Exercise ▸
Count how many lines in the items below contain the string "field", with uppercase and lowercase treated as different. Reply with the number alone.

(Coordinate annotation entries)
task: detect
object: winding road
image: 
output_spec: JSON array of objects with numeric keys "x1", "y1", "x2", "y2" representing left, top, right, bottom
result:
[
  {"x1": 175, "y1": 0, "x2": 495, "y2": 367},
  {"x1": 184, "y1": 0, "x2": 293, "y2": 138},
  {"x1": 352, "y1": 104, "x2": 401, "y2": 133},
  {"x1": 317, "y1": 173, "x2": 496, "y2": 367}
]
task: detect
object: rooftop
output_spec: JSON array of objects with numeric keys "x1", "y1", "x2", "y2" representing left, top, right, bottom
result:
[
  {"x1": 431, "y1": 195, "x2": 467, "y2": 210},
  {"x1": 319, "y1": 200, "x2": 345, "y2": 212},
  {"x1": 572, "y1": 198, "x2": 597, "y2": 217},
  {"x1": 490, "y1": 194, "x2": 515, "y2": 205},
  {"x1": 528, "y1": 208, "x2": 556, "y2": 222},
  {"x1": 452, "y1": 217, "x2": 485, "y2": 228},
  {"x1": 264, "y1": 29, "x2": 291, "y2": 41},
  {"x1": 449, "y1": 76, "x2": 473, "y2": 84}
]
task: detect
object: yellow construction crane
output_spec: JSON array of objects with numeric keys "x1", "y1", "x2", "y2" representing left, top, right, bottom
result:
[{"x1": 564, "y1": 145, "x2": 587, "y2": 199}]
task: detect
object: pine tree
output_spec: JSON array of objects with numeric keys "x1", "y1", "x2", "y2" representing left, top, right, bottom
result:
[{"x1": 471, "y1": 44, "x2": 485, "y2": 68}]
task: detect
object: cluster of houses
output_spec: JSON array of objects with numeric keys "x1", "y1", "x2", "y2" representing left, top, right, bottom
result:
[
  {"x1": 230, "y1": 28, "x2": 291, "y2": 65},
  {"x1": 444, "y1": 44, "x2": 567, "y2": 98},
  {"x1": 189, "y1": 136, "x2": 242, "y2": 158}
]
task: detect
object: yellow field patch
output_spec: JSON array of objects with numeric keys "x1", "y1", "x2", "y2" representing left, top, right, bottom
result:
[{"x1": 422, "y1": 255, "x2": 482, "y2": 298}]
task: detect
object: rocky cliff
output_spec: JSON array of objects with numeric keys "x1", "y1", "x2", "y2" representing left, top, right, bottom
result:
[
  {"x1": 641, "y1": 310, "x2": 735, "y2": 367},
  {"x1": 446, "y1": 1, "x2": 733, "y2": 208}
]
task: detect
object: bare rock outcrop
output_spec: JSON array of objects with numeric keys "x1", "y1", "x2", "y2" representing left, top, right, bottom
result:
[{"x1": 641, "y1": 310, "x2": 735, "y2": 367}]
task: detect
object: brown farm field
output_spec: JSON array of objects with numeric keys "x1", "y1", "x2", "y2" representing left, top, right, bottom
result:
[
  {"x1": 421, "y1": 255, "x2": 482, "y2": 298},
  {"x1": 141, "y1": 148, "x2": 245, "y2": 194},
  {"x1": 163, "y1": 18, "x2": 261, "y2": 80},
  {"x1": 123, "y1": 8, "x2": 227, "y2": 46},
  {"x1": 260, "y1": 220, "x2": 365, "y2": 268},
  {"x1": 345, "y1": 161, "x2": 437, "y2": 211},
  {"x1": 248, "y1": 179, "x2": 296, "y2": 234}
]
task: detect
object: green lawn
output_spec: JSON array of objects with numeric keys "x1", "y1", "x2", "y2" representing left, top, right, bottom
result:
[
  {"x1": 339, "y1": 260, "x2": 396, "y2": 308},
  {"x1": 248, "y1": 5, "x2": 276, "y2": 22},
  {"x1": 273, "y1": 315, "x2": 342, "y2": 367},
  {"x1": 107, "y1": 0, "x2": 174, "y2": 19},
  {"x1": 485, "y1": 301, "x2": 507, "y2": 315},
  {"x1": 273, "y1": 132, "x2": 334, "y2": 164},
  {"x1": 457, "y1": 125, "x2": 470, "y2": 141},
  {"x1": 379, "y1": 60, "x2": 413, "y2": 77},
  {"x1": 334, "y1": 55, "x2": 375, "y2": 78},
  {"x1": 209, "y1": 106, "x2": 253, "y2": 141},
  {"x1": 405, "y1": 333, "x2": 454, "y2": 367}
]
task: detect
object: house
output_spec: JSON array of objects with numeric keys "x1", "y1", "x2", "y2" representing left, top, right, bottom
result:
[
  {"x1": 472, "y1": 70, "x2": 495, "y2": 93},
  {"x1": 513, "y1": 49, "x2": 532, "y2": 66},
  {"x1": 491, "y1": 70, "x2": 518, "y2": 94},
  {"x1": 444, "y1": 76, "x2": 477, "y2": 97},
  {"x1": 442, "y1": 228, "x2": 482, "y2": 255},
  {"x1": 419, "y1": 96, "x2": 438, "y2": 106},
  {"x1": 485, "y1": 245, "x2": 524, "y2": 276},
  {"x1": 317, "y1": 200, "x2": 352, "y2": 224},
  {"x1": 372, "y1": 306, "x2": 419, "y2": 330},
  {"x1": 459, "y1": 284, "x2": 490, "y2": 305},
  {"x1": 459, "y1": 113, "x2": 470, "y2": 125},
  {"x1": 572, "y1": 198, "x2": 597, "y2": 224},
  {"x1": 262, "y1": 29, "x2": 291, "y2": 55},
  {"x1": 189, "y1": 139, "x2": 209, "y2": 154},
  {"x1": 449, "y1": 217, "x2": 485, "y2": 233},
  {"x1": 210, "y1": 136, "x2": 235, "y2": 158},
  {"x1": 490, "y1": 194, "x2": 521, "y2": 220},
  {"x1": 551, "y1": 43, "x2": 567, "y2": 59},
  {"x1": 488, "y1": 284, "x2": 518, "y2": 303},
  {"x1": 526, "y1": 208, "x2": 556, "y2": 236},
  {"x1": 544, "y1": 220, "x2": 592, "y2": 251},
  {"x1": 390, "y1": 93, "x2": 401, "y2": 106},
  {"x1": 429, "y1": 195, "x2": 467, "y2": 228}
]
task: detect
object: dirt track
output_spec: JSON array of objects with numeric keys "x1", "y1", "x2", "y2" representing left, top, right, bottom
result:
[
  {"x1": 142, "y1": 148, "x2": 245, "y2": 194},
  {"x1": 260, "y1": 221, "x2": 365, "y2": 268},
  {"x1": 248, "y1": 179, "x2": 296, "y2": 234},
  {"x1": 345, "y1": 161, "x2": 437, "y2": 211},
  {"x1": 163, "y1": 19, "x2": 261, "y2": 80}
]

Written reply ▸
2